What is needed
Quote the reader comments word for word, starting at "2. The catholic" and ending at "an abuse survivor.".

*** Page excerpt Section Begins ***


    As for the Tuatha De Danann, it is unlikely any of them would bother to visit any of these men of god, and if they did, the great men of god are probably not evolved enough to see them.

  2. The catholic church is only interested in self-preservation. Otherwise they would act up on the foundation of the church – Jesus who said in Luke 17:

    Temptations to Sin
    17:1 And he said to his disciples, “Temptations to sin are sure to come, but woe to the one through whom they come!

    17: 2 It would be better for him if a millstone were hung around his neck and he were cast into the sea than that he should cause one of these little ones to sin.

    On the other hand I ask, are their enough millstones and is the ocean big enough to hold all child abuser?
    Sieglinde

  3. R Barry says:

    View of an abuse survivor.

    The above article has a familiar ring to it. Remember the tobacco industry denial of links to cancer, the oil industry denial of global warming? Remember the fall of apartheid, communism, watergate?

    The following extract is from web site:alternativehealthbuzz´´………………………………………………..To no surprise of many, tobacco companies were finally found guilty of creating a smoke screen to hide the inherent health risks of cigarettes.

*** Page excerpt Section Ends ***
*** Exercise data Section Begins ***

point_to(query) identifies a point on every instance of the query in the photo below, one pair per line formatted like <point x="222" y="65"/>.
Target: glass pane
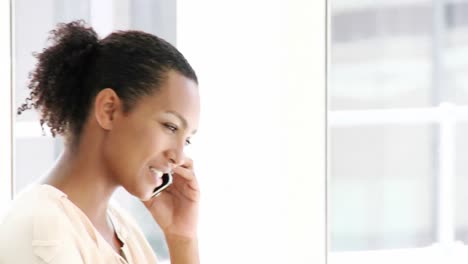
<point x="381" y="187"/>
<point x="381" y="54"/>
<point x="461" y="183"/>
<point x="456" y="52"/>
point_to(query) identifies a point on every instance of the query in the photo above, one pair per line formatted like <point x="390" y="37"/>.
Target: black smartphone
<point x="167" y="181"/>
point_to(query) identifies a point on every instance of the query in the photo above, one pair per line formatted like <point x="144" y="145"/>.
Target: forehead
<point x="177" y="94"/>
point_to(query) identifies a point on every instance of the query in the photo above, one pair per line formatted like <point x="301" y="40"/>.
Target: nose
<point x="175" y="155"/>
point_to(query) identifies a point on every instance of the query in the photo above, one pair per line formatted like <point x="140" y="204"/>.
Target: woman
<point x="126" y="106"/>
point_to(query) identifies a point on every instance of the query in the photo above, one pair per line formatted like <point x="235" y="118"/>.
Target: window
<point x="396" y="119"/>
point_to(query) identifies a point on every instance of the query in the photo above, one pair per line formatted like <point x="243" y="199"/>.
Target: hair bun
<point x="60" y="72"/>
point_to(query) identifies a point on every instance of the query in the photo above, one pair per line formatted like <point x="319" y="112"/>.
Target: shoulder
<point x="34" y="224"/>
<point x="131" y="232"/>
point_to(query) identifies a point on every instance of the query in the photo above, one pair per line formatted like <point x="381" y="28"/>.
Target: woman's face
<point x="151" y="138"/>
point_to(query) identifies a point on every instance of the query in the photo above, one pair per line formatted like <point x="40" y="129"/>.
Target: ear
<point x="106" y="105"/>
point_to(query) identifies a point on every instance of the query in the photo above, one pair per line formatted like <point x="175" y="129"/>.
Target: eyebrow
<point x="182" y="119"/>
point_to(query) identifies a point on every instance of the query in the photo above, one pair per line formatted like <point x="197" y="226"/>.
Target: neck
<point x="82" y="176"/>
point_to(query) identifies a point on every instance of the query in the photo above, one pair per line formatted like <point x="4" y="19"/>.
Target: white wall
<point x="260" y="152"/>
<point x="5" y="109"/>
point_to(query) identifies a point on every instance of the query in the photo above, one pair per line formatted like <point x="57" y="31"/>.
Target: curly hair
<point x="77" y="65"/>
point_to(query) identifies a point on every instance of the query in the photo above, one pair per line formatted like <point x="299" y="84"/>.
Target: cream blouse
<point x="44" y="226"/>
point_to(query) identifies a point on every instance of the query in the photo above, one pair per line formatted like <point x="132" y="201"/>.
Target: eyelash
<point x="174" y="129"/>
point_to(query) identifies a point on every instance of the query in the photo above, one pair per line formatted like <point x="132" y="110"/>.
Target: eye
<point x="171" y="127"/>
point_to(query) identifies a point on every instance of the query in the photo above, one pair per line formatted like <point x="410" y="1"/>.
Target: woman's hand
<point x="176" y="208"/>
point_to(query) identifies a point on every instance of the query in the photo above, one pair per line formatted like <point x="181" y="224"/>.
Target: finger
<point x="186" y="180"/>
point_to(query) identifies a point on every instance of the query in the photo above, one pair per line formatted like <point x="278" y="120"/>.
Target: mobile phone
<point x="167" y="181"/>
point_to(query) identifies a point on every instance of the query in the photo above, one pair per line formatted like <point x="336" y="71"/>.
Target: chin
<point x="143" y="194"/>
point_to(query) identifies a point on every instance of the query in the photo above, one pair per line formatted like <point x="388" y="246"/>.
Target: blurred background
<point x="398" y="150"/>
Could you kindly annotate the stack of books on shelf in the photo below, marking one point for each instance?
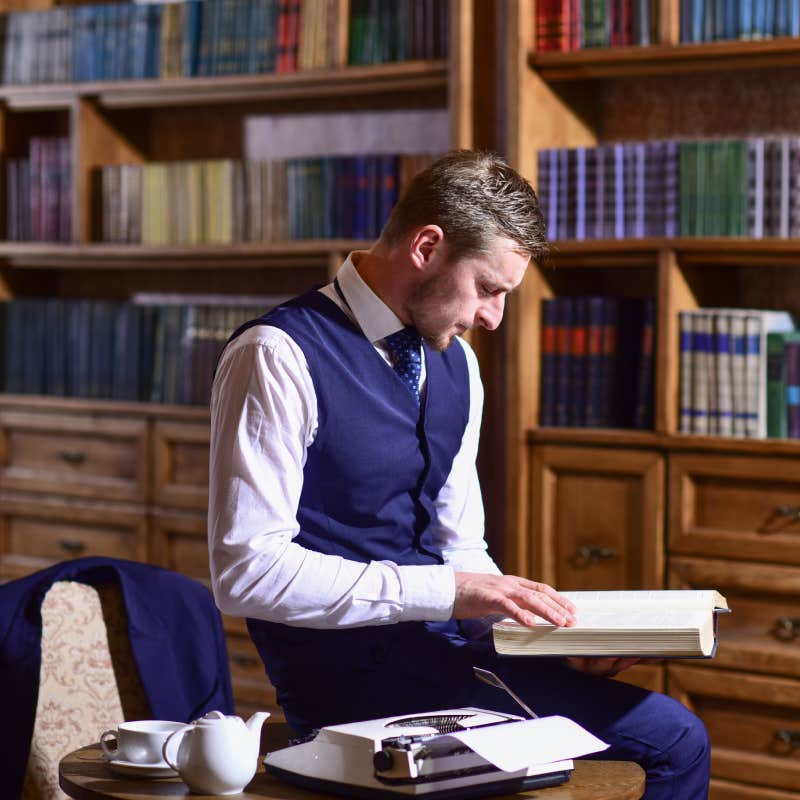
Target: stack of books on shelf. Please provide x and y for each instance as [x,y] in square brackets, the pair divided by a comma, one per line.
[565,25]
[597,357]
[130,41]
[729,187]
[159,350]
[382,32]
[225,200]
[38,192]
[725,369]
[711,20]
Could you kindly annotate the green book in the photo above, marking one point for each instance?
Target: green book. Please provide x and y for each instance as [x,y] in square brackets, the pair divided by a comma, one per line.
[777,417]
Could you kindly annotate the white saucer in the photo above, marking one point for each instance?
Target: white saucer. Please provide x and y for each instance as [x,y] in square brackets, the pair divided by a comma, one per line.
[130,768]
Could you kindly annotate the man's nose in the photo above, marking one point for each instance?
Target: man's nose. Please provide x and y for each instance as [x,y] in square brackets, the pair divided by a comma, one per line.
[490,314]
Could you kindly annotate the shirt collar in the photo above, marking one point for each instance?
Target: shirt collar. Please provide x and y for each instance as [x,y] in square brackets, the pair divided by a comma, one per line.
[373,316]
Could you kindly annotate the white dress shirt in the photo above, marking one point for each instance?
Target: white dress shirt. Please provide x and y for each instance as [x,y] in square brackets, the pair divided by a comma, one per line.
[263,420]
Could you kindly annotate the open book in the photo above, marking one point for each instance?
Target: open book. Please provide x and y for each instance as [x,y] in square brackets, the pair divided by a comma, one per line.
[676,623]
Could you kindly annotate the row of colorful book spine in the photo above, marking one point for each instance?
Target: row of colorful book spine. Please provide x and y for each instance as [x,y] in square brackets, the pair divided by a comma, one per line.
[714,20]
[565,25]
[724,371]
[130,41]
[221,201]
[103,349]
[38,192]
[729,187]
[596,361]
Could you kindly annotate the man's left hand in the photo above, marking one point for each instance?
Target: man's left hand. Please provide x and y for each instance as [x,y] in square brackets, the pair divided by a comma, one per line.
[605,666]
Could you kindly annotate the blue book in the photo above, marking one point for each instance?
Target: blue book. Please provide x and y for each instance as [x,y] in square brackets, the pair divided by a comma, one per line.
[563,359]
[577,388]
[593,411]
[361,189]
[547,368]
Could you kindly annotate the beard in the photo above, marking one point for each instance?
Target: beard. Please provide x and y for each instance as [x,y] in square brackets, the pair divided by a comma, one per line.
[433,311]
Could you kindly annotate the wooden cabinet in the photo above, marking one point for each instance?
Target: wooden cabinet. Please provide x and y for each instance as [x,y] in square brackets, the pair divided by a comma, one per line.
[735,506]
[597,517]
[752,721]
[730,507]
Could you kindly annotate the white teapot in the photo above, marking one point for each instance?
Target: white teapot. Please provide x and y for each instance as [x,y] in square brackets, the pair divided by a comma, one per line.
[216,754]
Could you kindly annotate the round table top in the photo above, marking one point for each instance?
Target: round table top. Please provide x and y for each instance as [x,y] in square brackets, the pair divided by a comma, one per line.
[84,775]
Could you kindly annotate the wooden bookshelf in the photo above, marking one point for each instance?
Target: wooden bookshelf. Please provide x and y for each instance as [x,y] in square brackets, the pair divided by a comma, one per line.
[612,508]
[88,476]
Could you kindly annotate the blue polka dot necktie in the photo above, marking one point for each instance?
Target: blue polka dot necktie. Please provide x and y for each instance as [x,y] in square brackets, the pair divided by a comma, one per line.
[404,345]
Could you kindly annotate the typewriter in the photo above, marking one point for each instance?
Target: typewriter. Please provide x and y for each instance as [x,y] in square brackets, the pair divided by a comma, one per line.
[461,752]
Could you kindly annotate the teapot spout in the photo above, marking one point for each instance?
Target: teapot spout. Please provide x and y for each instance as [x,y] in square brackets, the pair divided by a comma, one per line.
[255,722]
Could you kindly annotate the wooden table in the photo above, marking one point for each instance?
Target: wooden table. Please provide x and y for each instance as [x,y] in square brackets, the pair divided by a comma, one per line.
[83,775]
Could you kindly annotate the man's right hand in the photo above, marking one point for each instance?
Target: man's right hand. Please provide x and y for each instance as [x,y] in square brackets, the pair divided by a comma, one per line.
[480,595]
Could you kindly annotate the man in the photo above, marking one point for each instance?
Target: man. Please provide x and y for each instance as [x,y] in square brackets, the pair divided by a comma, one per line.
[345,515]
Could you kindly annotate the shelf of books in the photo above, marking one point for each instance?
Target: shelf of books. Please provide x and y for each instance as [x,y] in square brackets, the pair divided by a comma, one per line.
[217,147]
[653,360]
[171,169]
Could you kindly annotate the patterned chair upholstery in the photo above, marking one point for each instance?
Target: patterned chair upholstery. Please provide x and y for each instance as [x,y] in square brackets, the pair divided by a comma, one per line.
[88,681]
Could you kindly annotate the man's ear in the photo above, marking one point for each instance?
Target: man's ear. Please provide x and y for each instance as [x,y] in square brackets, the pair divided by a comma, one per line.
[425,246]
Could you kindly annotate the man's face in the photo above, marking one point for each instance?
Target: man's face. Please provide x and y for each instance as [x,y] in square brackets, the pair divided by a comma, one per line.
[467,293]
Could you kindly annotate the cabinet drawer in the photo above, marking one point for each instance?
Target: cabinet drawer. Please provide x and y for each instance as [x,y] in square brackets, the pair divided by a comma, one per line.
[746,716]
[744,507]
[37,533]
[763,632]
[83,455]
[730,790]
[180,543]
[597,518]
[180,477]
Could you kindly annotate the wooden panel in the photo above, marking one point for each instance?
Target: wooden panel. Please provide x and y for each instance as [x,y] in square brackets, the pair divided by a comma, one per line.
[36,533]
[596,520]
[180,477]
[180,543]
[74,454]
[763,632]
[745,716]
[731,790]
[735,506]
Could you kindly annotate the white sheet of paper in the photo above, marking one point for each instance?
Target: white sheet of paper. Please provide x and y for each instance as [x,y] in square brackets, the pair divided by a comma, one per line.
[517,745]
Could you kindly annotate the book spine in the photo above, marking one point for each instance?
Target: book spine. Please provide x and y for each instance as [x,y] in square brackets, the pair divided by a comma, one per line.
[563,364]
[685,324]
[793,389]
[547,372]
[777,395]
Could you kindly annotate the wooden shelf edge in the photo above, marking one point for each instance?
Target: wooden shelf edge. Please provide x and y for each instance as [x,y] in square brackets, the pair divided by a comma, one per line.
[400,77]
[289,254]
[718,250]
[635,61]
[618,437]
[115,407]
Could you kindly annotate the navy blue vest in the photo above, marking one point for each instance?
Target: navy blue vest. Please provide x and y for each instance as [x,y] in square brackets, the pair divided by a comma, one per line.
[376,466]
[372,474]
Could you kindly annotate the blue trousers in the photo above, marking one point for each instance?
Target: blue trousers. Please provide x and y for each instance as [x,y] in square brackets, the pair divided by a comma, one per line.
[366,673]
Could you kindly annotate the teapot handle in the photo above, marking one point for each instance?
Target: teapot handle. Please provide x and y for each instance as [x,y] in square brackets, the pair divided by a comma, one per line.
[165,750]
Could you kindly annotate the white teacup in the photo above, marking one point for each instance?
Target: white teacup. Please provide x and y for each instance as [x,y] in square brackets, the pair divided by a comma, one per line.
[139,742]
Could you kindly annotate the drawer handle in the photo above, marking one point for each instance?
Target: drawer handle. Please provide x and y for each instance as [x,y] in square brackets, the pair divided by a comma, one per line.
[588,555]
[72,546]
[73,456]
[786,628]
[245,661]
[790,740]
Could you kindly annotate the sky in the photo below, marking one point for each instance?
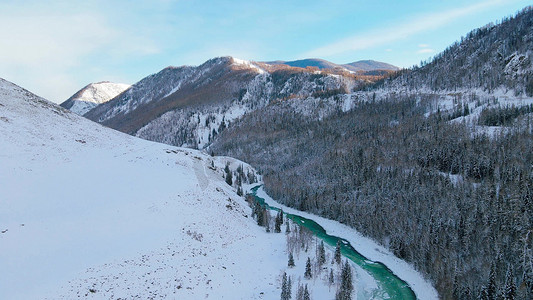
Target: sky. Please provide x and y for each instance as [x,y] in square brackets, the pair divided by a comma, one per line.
[54,48]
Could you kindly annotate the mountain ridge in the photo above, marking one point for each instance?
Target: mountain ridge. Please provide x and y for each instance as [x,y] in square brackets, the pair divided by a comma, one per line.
[92,95]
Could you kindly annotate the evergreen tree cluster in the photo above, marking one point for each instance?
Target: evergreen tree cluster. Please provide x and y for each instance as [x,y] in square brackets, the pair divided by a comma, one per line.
[491,57]
[451,201]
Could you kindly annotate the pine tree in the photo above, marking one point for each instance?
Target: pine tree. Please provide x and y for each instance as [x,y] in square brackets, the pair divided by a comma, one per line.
[346,287]
[331,278]
[306,294]
[279,222]
[284,287]
[308,274]
[291,260]
[289,288]
[491,288]
[337,257]
[300,292]
[229,176]
[321,254]
[509,292]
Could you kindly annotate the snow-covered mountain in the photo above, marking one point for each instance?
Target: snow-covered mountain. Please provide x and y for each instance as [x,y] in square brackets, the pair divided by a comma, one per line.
[94,213]
[495,58]
[358,66]
[91,212]
[189,106]
[93,94]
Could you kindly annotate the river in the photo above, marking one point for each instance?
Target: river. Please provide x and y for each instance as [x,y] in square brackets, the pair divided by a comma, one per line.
[390,286]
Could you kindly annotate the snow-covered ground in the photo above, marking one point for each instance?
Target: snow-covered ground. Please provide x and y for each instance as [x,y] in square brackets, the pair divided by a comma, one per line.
[94,94]
[368,248]
[90,212]
[87,211]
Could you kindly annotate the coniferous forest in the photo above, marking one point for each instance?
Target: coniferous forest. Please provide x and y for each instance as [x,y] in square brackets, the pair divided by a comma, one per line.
[449,190]
[455,203]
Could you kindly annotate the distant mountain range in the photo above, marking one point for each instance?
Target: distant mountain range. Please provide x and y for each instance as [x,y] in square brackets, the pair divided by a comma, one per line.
[93,94]
[189,106]
[358,66]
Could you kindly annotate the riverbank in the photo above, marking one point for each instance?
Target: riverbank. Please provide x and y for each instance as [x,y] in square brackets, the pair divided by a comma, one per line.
[366,247]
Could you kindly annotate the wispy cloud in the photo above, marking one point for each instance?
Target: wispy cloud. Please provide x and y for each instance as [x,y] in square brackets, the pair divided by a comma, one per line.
[390,34]
[425,50]
[47,51]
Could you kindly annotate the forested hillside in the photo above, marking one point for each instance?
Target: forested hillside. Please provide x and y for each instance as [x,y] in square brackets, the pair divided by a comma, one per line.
[433,163]
[189,106]
[489,58]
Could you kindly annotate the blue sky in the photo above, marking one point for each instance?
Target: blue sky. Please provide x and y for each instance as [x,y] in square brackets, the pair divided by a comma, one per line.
[54,48]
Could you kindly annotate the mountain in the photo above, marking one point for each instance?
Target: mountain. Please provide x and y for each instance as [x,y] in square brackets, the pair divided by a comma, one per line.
[94,213]
[362,66]
[433,162]
[93,94]
[310,62]
[495,59]
[369,65]
[189,106]
[89,212]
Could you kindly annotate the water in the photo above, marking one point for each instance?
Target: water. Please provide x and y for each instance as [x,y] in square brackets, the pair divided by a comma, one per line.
[390,286]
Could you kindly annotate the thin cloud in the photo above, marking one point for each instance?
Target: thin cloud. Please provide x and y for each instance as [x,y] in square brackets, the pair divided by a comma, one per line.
[387,35]
[425,50]
[45,51]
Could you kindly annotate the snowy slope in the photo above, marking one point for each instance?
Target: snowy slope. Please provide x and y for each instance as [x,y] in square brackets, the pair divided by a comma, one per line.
[92,95]
[88,211]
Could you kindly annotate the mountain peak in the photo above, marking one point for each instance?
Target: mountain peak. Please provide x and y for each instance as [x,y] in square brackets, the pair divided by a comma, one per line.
[92,95]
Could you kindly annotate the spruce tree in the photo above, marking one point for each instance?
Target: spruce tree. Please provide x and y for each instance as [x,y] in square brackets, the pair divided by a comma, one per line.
[306,294]
[331,278]
[289,288]
[337,257]
[229,176]
[300,292]
[321,254]
[291,260]
[279,221]
[308,274]
[509,292]
[491,288]
[346,287]
[284,295]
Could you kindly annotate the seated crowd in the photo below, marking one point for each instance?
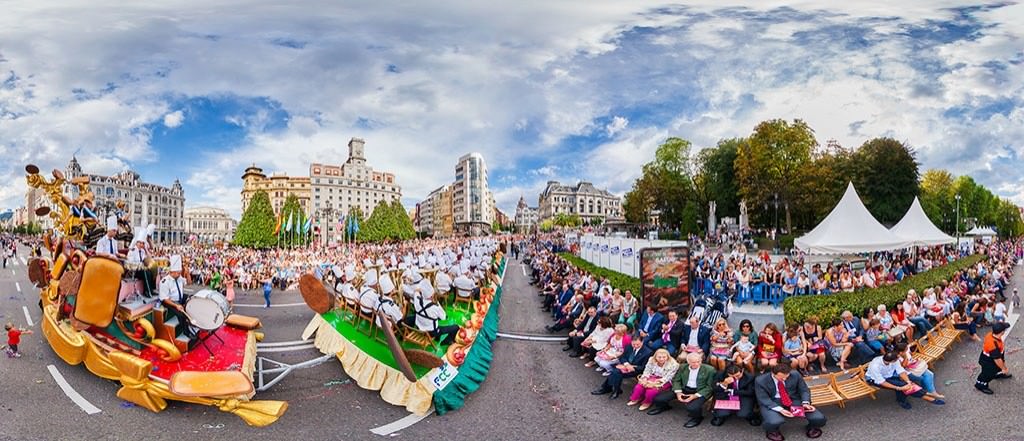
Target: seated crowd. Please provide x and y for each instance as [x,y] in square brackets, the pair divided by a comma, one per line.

*** Exercise data Section Ends ***

Solution below
2. The catholic church is only interested in self-preservation. Otherwise they would act up on the foundation of the church – Jesus who said in Luke 17:

    Temptations to Sin
    17:1 And he said to his disciples, “Temptations to sin are sure to come, but woe to the one through whom they come!

    17: 2 It would be better for him if a millstone were hung around his neck and he were cast into the sea than that he should cause one of these little ones to sin.

    On the other hand I ask, are their enough millstones and is the ocean big enough to hold all child abuser?
    Sieglinde

  3. R Barry says:

    View of an abuse survivor.